▶
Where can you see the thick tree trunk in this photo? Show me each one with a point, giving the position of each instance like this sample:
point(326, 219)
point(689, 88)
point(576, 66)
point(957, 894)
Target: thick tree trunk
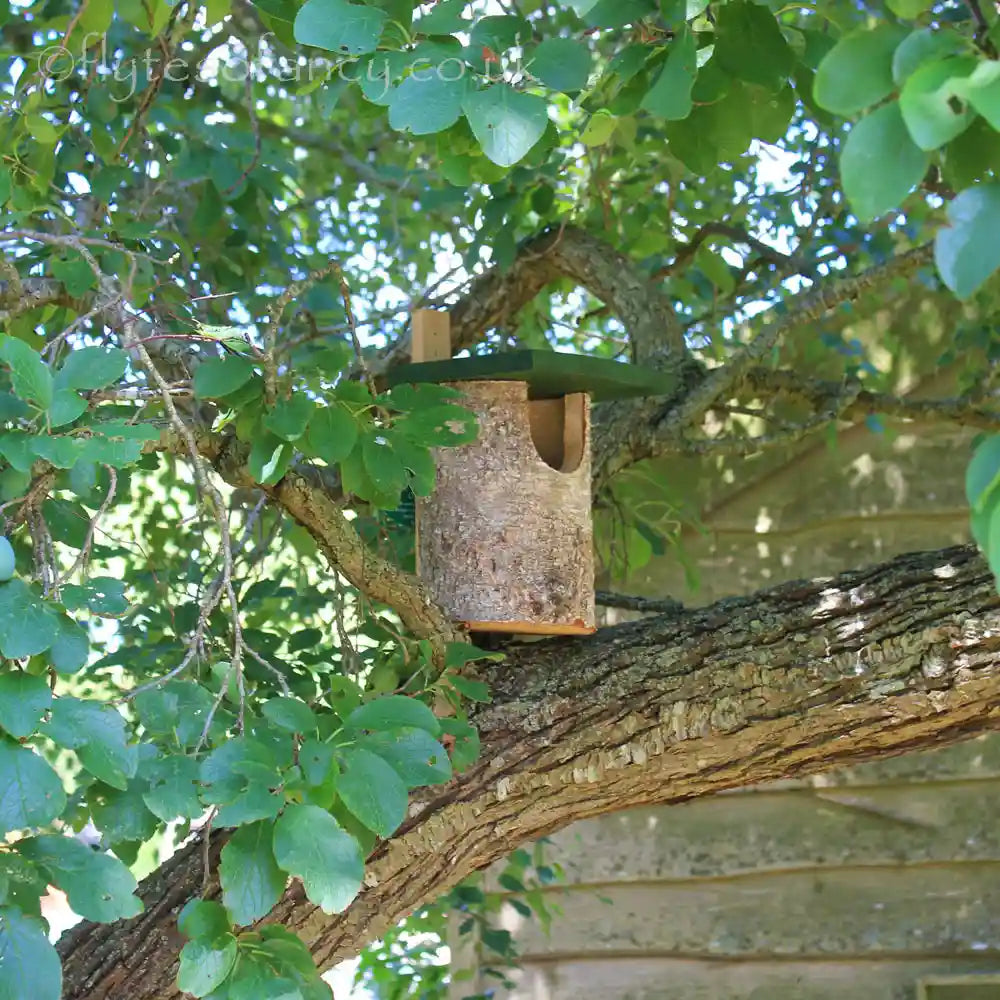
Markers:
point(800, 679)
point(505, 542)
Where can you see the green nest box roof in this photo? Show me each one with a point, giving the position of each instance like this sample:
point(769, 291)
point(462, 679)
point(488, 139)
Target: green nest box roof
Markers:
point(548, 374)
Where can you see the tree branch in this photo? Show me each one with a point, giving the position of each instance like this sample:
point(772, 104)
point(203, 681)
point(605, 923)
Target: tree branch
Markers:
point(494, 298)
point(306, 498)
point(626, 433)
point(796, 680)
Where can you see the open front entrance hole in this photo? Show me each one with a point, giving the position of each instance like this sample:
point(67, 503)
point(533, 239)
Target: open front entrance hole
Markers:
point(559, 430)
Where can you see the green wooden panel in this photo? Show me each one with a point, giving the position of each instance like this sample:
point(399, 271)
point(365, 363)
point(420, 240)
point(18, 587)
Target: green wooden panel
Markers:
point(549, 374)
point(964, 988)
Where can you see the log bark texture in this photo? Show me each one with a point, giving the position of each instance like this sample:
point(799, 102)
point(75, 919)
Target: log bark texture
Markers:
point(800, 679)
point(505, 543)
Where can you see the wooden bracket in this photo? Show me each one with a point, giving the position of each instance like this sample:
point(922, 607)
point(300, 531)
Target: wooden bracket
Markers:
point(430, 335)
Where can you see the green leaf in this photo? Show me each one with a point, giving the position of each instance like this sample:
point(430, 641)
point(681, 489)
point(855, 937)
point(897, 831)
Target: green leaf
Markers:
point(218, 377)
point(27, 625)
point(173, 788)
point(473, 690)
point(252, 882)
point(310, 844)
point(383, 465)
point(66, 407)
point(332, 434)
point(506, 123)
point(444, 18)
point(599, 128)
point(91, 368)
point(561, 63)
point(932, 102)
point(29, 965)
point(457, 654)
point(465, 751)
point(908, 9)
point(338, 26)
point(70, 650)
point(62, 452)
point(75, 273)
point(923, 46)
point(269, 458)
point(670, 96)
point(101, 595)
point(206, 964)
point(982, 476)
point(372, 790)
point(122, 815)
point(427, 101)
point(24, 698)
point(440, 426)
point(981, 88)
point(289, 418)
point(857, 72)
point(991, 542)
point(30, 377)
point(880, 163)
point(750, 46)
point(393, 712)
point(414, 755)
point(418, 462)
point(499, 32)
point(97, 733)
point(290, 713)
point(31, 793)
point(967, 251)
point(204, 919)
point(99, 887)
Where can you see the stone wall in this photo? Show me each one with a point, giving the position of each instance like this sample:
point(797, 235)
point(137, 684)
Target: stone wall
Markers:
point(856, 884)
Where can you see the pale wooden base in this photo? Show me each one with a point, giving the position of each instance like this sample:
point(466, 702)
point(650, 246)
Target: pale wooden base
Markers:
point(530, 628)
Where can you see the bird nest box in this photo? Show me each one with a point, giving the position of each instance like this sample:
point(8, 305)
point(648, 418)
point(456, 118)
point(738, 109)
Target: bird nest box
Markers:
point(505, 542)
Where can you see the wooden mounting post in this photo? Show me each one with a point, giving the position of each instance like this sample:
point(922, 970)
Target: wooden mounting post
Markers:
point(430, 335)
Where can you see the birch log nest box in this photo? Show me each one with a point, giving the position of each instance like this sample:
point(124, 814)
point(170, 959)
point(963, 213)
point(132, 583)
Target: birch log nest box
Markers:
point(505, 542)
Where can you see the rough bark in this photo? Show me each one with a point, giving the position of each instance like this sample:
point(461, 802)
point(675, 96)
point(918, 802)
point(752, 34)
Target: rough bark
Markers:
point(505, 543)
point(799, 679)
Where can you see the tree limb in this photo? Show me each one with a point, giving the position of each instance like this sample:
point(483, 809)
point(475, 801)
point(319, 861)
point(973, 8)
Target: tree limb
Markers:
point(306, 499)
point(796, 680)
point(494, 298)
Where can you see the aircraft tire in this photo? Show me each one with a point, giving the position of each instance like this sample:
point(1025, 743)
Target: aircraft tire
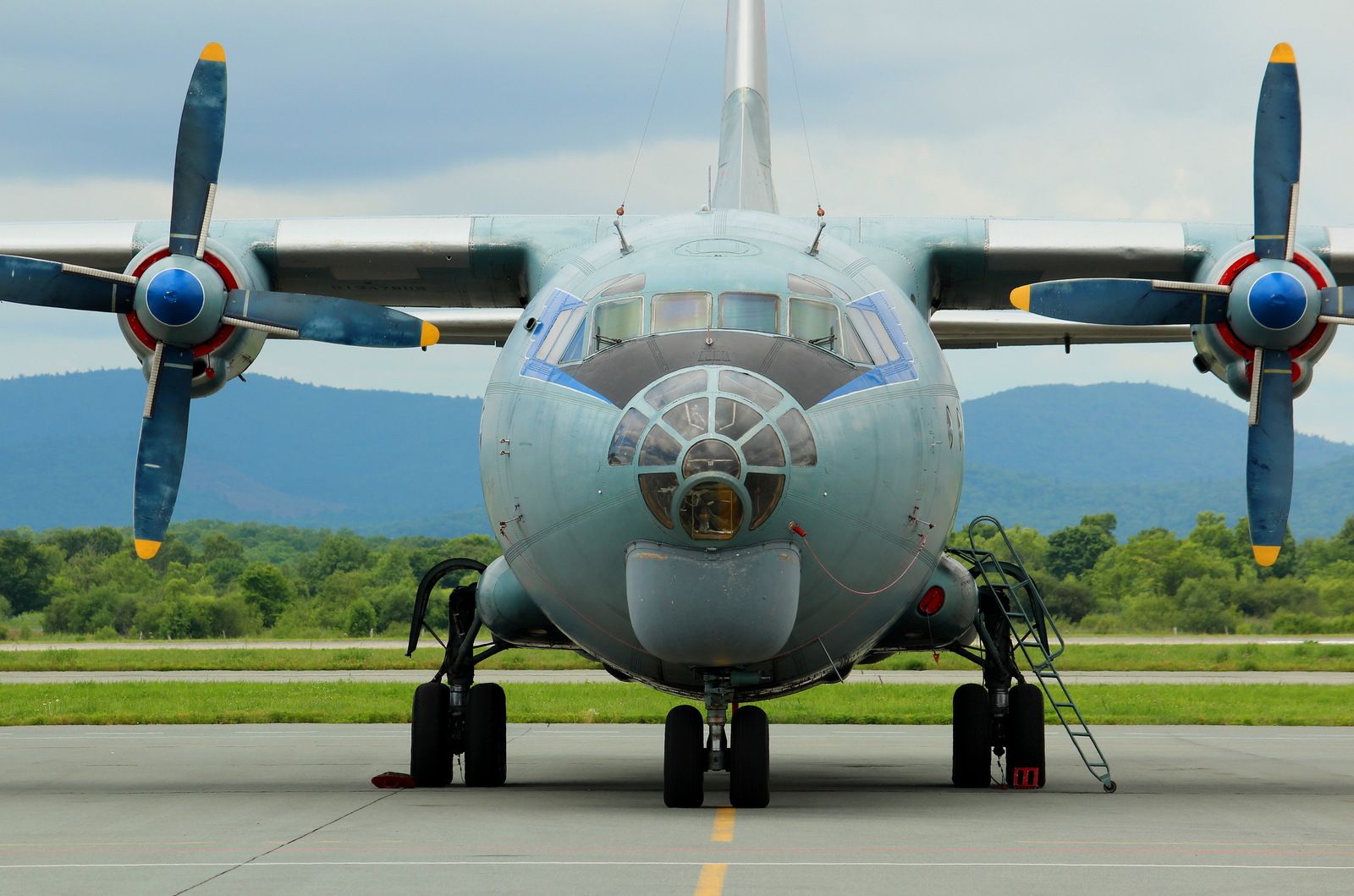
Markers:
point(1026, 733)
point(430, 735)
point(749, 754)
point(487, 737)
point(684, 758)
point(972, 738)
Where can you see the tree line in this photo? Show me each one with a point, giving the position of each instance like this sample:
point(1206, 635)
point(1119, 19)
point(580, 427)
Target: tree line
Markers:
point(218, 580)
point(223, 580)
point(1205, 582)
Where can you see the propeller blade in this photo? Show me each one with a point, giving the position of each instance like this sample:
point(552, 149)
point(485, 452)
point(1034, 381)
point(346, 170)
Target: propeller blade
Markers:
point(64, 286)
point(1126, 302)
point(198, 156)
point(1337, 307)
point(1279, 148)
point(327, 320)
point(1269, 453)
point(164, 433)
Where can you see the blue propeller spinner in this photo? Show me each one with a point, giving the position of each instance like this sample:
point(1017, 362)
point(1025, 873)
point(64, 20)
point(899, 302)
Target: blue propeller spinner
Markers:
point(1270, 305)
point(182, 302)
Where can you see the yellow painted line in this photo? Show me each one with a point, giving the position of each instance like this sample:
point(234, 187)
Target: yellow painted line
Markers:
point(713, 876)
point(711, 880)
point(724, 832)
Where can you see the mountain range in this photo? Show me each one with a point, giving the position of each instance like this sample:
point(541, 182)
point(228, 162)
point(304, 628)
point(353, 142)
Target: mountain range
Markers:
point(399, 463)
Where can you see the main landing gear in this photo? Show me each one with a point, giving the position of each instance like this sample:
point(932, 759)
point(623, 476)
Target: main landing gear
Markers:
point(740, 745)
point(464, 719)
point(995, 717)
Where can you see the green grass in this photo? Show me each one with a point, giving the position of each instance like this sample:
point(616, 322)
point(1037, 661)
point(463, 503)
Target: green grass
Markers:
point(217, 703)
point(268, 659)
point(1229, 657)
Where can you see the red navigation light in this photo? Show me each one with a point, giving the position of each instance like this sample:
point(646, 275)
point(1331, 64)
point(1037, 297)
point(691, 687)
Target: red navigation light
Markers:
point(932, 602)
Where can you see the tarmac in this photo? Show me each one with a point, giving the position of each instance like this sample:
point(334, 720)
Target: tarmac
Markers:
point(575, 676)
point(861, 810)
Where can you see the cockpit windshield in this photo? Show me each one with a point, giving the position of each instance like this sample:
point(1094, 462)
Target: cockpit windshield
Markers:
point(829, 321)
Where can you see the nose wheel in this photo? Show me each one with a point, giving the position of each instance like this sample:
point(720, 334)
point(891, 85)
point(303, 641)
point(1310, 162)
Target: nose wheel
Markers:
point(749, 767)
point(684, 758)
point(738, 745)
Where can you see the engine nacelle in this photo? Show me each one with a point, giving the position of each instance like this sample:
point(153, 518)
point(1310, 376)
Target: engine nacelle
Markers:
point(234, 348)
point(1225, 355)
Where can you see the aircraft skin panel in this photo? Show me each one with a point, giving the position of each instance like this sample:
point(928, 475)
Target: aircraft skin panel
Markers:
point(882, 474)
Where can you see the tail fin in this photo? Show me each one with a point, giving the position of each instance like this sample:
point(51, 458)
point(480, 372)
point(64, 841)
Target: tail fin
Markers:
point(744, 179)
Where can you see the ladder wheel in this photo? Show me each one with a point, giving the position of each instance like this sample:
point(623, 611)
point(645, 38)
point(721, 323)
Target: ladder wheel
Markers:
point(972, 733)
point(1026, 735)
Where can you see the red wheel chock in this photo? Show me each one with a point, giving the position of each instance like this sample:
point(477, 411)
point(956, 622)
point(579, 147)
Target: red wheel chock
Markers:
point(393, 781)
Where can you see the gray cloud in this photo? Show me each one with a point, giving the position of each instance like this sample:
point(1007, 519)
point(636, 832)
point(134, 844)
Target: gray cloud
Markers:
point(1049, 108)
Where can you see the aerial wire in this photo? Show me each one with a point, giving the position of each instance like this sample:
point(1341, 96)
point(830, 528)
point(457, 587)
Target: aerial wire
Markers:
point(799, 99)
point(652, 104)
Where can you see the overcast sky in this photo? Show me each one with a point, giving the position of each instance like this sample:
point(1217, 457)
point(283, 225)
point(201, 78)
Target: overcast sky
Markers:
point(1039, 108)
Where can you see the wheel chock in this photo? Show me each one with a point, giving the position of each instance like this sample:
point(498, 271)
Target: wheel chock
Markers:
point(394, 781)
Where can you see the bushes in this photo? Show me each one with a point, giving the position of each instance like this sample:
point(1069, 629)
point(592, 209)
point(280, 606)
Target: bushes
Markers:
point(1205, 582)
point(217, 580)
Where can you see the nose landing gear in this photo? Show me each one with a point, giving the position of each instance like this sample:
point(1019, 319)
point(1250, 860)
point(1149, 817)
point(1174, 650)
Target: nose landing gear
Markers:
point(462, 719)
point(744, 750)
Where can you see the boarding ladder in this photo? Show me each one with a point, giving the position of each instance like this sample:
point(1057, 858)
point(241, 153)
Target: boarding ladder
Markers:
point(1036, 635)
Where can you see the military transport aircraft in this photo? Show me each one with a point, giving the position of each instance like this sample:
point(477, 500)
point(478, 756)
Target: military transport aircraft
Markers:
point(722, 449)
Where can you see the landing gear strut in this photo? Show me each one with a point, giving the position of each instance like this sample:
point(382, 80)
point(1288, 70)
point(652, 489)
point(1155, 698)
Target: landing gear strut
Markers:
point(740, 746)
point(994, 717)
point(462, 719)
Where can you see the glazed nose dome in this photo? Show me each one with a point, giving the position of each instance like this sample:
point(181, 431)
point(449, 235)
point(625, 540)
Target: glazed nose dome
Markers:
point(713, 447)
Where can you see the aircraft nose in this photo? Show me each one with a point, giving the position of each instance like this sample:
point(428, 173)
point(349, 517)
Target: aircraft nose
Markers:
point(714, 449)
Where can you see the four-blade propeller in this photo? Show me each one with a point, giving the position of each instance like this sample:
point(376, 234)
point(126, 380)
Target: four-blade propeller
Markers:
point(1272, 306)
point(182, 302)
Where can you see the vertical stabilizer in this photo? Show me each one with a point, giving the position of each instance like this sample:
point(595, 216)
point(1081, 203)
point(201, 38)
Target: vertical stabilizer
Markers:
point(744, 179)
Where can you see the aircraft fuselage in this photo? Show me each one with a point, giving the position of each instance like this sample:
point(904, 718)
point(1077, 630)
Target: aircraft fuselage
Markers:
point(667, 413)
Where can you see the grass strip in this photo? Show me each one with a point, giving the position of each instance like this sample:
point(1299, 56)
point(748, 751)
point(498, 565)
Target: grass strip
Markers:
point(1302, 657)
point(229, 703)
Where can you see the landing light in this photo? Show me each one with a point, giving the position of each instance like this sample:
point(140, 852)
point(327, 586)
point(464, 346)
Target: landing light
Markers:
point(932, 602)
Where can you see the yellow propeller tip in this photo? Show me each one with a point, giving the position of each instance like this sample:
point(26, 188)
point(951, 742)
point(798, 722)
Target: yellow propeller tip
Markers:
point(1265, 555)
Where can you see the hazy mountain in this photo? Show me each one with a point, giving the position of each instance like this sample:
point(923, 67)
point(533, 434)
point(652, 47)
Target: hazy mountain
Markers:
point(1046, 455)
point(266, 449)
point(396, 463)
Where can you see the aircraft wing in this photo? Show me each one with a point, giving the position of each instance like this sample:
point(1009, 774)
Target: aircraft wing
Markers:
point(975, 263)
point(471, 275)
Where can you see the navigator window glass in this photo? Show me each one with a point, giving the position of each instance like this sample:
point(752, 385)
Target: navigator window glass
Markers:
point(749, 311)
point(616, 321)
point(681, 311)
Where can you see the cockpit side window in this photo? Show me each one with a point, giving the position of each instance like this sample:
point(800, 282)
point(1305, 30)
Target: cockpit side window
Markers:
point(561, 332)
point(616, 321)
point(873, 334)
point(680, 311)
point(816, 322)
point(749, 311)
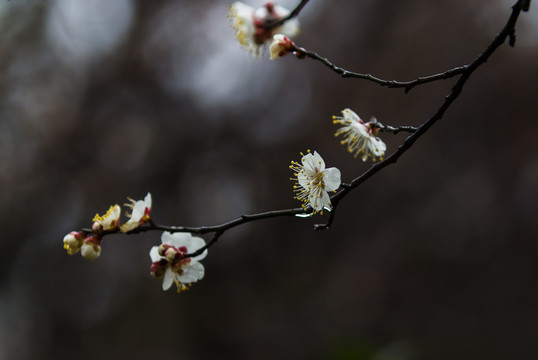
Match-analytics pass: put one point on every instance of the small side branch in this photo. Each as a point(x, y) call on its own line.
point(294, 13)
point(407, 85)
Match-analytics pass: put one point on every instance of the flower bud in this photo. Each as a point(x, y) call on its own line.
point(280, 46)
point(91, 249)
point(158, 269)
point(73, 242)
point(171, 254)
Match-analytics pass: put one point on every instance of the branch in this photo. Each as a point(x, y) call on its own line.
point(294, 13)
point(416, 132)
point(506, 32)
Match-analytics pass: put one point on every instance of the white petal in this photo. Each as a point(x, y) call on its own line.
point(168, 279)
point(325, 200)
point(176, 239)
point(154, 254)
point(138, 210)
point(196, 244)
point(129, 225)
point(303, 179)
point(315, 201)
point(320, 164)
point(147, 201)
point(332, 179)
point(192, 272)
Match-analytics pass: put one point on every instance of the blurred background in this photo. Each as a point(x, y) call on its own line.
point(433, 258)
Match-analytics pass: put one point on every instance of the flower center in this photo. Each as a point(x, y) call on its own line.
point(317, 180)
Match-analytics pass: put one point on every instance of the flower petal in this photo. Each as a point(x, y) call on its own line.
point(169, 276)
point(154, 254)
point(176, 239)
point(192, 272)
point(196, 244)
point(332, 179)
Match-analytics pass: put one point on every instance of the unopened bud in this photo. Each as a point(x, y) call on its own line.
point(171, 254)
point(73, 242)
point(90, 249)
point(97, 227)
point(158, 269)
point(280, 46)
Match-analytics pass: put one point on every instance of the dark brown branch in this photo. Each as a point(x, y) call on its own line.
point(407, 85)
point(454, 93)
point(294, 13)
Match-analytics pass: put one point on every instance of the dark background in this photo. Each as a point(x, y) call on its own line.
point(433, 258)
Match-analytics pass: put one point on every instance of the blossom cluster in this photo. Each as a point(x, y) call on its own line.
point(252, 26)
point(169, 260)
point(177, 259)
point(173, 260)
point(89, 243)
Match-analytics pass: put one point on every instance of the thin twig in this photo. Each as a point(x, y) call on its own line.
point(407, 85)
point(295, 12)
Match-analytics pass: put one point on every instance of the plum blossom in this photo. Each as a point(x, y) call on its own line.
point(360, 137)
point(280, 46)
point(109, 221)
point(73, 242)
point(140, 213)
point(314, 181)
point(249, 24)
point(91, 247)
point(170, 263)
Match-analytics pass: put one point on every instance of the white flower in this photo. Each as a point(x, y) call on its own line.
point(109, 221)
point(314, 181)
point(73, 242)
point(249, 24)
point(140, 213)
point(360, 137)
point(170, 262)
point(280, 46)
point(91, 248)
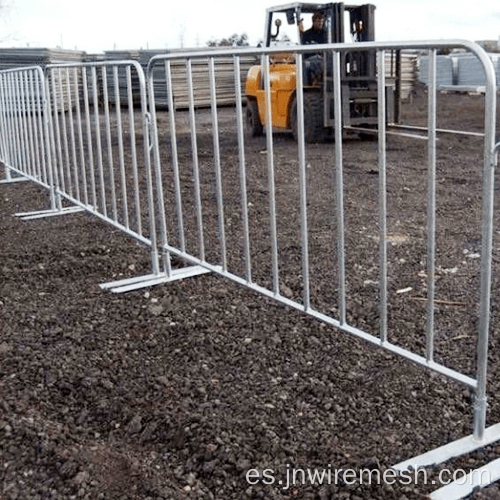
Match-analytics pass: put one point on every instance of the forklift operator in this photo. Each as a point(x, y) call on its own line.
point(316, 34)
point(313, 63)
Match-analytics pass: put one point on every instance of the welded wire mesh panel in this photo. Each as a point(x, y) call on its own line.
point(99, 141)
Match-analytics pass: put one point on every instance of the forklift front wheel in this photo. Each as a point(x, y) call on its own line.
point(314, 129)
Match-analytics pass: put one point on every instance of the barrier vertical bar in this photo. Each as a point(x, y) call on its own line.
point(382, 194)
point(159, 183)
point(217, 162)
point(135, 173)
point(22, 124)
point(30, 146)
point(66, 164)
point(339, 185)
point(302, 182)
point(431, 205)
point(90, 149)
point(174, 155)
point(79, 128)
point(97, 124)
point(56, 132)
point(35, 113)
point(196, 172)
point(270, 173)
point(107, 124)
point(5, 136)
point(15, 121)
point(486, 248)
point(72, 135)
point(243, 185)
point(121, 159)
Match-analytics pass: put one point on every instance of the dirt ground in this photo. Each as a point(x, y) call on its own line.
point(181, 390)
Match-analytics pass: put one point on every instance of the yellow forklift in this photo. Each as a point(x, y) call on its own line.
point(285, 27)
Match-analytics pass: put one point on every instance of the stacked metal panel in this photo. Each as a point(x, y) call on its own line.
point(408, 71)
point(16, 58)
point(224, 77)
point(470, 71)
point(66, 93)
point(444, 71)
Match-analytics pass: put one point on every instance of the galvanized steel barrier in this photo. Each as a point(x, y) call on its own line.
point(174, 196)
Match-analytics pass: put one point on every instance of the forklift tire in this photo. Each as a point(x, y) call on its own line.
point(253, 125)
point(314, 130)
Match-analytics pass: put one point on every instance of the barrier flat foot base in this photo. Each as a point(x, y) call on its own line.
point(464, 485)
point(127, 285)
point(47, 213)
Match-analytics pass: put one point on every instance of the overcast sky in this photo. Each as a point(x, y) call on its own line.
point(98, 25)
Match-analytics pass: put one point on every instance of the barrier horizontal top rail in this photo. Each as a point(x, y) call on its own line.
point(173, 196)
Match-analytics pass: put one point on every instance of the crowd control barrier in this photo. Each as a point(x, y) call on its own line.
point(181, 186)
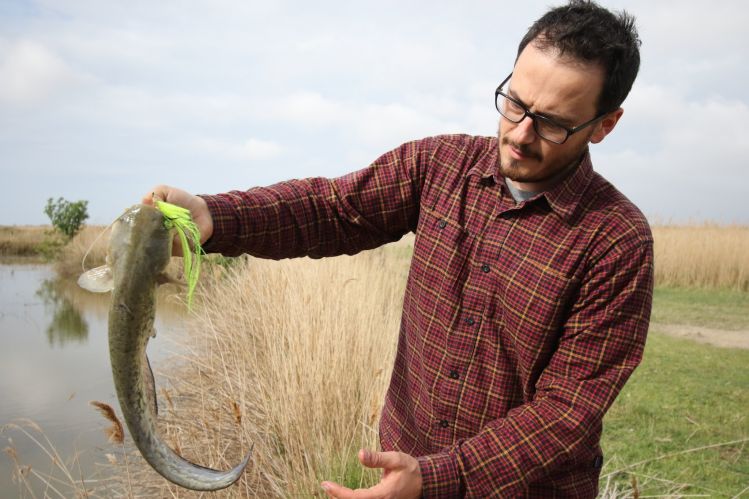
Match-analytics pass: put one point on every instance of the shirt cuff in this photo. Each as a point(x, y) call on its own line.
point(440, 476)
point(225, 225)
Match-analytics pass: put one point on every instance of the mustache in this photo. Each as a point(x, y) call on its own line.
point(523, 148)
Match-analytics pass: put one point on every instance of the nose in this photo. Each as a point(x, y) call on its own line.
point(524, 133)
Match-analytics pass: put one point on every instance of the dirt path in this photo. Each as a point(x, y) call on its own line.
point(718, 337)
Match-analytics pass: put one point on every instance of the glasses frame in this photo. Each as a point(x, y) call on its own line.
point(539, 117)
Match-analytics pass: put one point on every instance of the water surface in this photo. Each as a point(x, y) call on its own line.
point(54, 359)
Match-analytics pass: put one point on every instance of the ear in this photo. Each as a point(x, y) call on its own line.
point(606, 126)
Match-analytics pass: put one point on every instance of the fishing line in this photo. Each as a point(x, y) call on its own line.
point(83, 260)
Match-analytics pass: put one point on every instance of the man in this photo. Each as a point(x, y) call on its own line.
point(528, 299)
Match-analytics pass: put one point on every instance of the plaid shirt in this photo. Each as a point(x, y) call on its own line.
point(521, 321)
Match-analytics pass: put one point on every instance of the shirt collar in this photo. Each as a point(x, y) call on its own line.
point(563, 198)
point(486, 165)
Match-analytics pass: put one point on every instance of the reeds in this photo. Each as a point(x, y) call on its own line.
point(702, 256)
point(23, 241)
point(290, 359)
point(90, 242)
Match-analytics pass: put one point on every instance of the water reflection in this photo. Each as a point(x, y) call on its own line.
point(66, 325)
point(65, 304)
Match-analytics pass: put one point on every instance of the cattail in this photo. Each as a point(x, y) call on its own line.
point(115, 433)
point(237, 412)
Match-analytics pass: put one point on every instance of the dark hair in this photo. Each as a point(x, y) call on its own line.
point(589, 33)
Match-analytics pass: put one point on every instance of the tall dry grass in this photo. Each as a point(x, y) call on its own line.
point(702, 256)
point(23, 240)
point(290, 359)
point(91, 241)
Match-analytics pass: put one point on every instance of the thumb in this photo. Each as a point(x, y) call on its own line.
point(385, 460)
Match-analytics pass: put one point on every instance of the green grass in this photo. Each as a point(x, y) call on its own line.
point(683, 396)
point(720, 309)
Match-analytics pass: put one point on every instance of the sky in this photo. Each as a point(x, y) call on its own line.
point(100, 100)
◀
PROBLEM DETAILS -
Express everything in the records from the line containing "the forklift tire" down to the line containing "point(606, 126)" as a JSON list of strings, one string per line. Leave out blank lines and any pictures.

ANSWER TO THE PROBLEM -
[
  "Match-analytics pass: put one point on every instance of the forklift tire in this photo. Each as a point(x, y) call on its own line.",
  "point(253, 125)",
  "point(314, 130)",
  "Match-analytics pass: put one point on every instance of the barrier flat foot base in this photo. Each as a point(x, y) call on its own line.",
  "point(464, 485)",
  "point(127, 285)",
  "point(47, 213)",
  "Match-analytics pass: put one point on every instance of the overcast sky in this photo. Each as a point(x, y) call on its own line.",
  "point(98, 25)",
  "Match-analytics pass: put one point on every instance of the barrier horizontal top rail in this photo. Each as a point(x, y) call on its own line.",
  "point(173, 196)",
  "Match-analytics pass: put one point on every instance of the crowd control barrier in this photo. Each as a point(x, y) call on its own line.",
  "point(181, 186)",
  "Match-analytics pass: put one point on every instance of the shirt cuff in this photo. Each as a point(x, y) call on its own line.",
  "point(440, 476)",
  "point(225, 225)",
  "Match-analytics pass: put one point on every instance of the mustache in this photo. Each as a point(x, y) call on its own line.",
  "point(523, 148)",
  "Match-analytics pass: put one point on every instance of the nose in this photo. Each as a point(x, y) call on its own line.",
  "point(524, 133)",
  "Match-analytics pass: put one point on every instance of the dirt path in this photo. Each as a point(x, y) call on its own line.",
  "point(718, 337)",
  "Match-analytics pass: put one point on every instance of the glasses frame in this photo. Each as a point(x, y) call on its own line.",
  "point(539, 117)",
  "Match-analytics pass: put one point on every instance of the water surface in this photo. Each as a point(x, y) call on its own line.",
  "point(54, 359)",
  "Match-analytics pass: put one point on every instance of the ear in this photo. Each as a point(x, y) call on its own line.",
  "point(606, 126)"
]